Wherever a line in the records contains the word "below", return that line.

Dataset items
== Segment start ==

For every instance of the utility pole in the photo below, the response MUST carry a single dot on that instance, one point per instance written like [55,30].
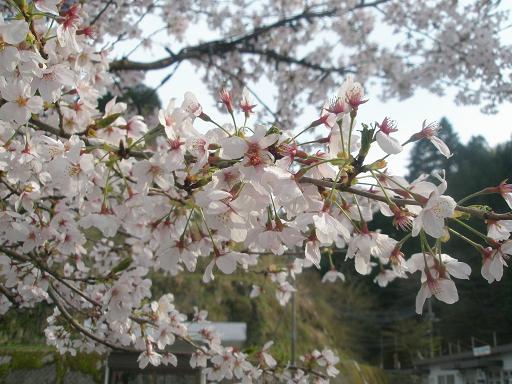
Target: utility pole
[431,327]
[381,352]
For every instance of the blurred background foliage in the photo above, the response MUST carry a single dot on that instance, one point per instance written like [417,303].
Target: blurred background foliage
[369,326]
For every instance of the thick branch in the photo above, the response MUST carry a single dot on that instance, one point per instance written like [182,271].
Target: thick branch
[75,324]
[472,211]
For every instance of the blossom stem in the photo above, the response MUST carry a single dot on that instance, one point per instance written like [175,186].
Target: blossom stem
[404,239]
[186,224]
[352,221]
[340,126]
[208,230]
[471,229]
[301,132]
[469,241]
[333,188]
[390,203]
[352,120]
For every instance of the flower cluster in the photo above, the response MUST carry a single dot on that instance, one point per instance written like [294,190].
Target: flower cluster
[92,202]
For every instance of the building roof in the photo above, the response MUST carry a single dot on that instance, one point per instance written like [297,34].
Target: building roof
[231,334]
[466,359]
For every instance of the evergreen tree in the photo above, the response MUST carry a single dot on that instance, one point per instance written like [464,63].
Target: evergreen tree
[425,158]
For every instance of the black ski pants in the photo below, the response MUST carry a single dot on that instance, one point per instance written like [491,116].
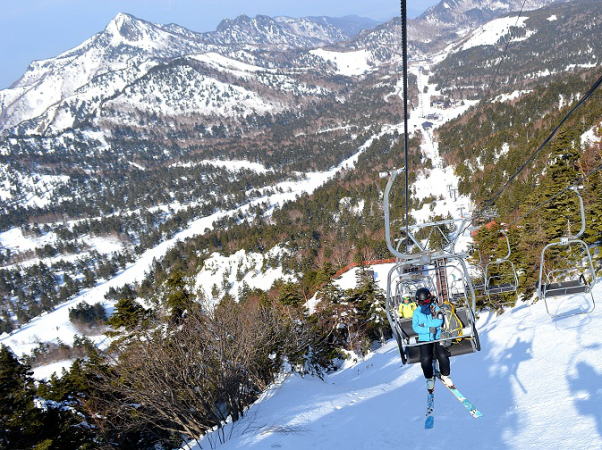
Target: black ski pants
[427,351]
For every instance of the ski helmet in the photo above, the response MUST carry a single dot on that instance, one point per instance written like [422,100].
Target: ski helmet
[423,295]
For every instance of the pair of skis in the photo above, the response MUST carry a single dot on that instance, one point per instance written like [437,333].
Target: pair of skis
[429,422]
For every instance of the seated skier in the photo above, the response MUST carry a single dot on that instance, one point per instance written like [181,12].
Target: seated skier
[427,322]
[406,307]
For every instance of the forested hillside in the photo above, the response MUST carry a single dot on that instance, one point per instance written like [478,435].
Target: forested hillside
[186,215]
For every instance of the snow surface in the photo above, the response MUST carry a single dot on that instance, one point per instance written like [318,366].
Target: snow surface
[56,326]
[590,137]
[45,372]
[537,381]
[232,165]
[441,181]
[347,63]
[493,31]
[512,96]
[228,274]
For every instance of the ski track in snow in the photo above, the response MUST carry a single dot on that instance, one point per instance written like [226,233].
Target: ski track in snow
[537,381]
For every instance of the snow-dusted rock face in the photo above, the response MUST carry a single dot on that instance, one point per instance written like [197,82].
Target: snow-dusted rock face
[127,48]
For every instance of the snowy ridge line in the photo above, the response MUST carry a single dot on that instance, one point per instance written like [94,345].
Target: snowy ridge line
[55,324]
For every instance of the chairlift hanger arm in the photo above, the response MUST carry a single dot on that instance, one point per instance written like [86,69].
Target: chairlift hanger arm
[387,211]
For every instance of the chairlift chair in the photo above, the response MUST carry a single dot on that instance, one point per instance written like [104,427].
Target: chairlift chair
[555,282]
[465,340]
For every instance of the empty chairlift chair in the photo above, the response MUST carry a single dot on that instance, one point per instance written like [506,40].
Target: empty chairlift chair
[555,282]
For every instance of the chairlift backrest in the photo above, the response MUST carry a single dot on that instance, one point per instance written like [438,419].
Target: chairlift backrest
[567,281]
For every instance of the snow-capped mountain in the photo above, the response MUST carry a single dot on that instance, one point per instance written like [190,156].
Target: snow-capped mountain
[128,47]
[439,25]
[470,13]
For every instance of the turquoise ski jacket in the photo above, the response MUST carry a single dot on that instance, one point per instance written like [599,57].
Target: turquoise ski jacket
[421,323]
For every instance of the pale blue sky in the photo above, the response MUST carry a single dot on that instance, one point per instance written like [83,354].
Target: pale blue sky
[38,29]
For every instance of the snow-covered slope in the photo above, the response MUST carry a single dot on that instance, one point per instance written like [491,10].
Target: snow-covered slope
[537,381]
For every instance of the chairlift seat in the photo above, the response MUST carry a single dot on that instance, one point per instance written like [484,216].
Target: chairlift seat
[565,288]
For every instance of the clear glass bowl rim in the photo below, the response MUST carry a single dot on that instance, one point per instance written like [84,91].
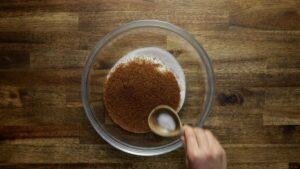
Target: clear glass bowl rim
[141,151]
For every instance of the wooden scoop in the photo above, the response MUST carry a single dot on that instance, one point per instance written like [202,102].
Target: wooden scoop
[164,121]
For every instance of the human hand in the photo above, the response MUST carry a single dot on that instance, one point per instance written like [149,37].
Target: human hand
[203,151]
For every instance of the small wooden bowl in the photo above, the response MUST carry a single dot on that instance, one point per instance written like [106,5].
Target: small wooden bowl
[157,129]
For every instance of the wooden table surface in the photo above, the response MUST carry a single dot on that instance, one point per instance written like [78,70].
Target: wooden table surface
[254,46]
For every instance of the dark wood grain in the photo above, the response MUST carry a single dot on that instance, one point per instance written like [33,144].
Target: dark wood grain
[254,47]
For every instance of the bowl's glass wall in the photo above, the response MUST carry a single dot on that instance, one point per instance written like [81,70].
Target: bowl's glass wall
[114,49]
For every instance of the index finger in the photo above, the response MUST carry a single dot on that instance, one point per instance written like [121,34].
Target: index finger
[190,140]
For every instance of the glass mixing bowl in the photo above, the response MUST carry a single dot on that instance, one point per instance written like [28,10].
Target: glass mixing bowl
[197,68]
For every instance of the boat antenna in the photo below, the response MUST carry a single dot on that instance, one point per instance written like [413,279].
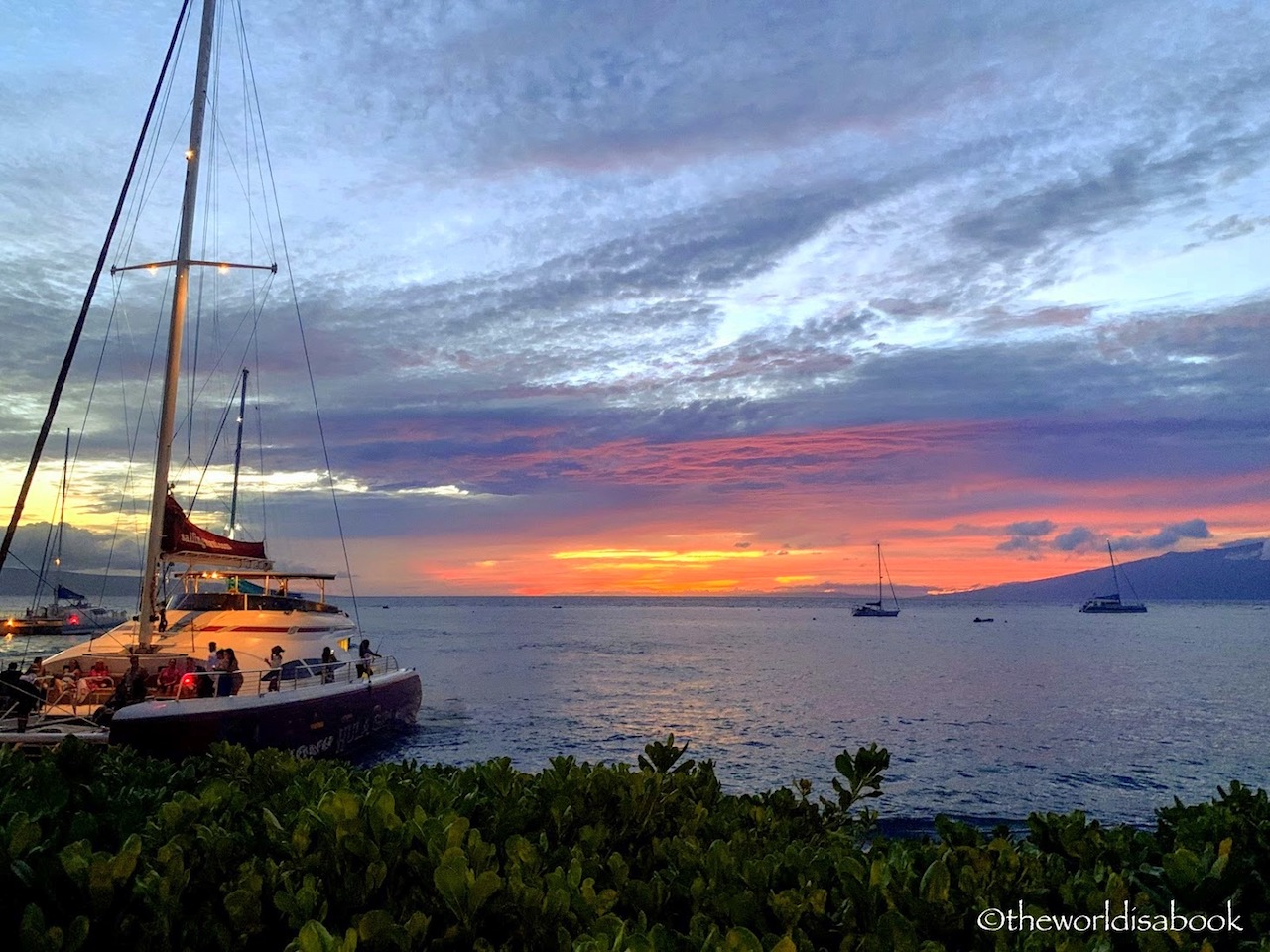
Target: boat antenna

== Segment end ==
== Segment start ==

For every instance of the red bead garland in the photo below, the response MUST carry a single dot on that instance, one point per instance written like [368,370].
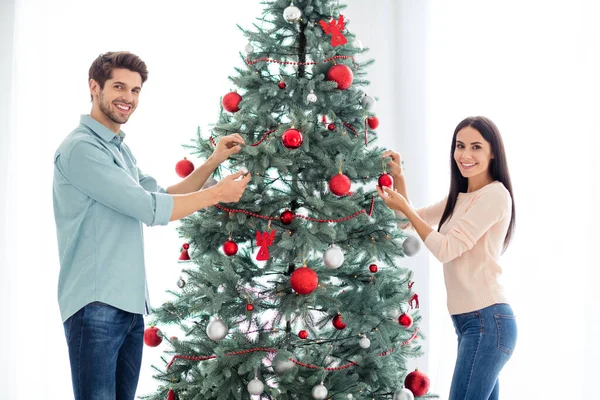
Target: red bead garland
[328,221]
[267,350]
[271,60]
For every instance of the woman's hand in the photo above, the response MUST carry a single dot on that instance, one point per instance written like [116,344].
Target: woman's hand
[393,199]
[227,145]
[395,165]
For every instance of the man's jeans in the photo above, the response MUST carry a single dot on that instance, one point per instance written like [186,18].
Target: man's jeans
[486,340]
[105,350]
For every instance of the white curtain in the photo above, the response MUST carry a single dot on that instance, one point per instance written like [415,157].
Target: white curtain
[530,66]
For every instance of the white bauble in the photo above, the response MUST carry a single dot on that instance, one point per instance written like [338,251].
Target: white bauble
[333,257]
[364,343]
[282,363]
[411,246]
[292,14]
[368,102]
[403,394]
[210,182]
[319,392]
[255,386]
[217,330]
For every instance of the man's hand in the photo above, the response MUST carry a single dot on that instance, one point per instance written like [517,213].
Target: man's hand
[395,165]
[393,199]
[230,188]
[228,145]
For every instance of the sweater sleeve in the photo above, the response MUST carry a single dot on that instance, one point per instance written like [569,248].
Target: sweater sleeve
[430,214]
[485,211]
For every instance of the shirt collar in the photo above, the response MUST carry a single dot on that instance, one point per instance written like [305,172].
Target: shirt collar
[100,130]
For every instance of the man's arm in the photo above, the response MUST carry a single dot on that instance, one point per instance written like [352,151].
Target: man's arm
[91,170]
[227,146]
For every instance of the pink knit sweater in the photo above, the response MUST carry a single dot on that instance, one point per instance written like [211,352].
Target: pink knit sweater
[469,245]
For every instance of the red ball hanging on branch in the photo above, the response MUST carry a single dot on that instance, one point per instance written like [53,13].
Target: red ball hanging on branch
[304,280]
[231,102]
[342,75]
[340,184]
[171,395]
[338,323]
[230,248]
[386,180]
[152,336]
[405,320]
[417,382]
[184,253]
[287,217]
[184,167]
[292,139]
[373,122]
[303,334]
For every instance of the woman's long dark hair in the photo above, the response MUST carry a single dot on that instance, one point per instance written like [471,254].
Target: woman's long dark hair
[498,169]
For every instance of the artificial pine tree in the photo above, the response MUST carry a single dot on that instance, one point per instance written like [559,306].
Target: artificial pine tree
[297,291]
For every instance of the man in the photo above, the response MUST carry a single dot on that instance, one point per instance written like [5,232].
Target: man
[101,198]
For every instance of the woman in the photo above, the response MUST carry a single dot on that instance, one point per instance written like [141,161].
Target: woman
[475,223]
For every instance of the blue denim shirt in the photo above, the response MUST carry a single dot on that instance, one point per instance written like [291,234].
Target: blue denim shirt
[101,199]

== Segment end ==
== Segment start ==

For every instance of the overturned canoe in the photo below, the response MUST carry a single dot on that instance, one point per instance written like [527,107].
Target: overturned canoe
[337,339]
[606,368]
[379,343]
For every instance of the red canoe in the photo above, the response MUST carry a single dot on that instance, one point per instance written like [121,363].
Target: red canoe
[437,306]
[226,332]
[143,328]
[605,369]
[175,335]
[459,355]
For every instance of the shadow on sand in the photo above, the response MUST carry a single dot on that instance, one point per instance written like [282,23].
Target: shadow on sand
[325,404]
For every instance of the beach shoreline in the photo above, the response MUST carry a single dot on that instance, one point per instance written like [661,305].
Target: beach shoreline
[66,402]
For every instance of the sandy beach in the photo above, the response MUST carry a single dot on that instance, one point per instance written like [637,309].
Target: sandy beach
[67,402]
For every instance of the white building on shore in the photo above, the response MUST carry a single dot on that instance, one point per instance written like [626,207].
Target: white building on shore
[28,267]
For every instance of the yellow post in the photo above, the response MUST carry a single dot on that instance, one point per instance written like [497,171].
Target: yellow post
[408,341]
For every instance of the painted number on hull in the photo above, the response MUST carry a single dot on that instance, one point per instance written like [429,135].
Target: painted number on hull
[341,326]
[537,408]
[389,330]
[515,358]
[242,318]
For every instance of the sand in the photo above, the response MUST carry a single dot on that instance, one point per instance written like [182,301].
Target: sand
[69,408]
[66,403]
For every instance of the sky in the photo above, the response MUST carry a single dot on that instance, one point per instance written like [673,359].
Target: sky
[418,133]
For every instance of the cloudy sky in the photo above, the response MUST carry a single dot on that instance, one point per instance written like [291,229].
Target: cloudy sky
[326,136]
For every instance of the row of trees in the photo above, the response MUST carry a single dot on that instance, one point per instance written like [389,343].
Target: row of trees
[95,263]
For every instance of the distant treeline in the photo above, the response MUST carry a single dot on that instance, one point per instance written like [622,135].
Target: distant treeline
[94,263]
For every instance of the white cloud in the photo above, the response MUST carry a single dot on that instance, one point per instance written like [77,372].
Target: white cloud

== Segment end ==

Task solution:
For every instance of the utility pole in the photo below, the response MUST carry a single dot on that instance, one point per instance written like [55,30].
For every instance of the black ski pants in the photo below, the response MUST carry a single dot on that instance, one point per instance written like [491,116].
For every instance of the clear glass bowl rim in the photo below, the response MUST carry a single dot on that instance, one point per instance written like [84,91].
For every instance of the boat antenna in the photo below, the response MUST carry a single dot on that instance, one point per instance written like [413,279].
For every instance of the red bead garland in the photo below, the response MUST carry a single dot on that instance, one point per instance written like [368,370].
For every instance of the overturned canoe in the photo below, the response MUST carry a single dot on that instance, one point per instance written like [527,107].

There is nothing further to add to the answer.